■ **Dataset records**

%%

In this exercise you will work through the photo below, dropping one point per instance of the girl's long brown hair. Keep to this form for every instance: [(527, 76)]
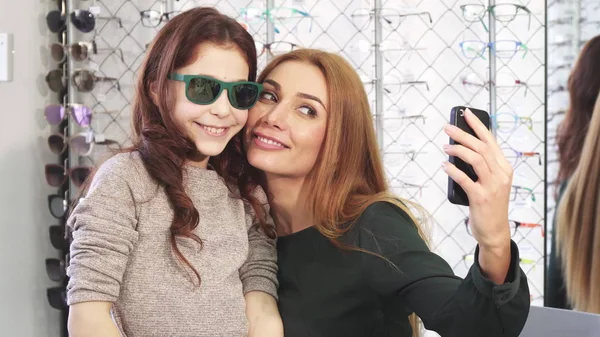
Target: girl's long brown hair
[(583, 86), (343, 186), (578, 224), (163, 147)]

%%
%%

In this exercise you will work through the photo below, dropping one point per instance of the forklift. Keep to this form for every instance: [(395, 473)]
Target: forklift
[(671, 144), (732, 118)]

%%

■ **Aim of the exercise**
Reproduce everything in the records from the line containing "instance: [(527, 76)]" down to the line containing "[(583, 86), (343, 186), (578, 224), (163, 147)]", both lines included. Leave the picture out of your copy.

■ **Solution below**
In this exercise you will work through the photo below, dropping one point per instance of the girl's long brown hair. Keep to this form for every instance: [(527, 76)]
Target: girl's long brown hair
[(583, 86), (343, 186), (578, 224), (163, 147)]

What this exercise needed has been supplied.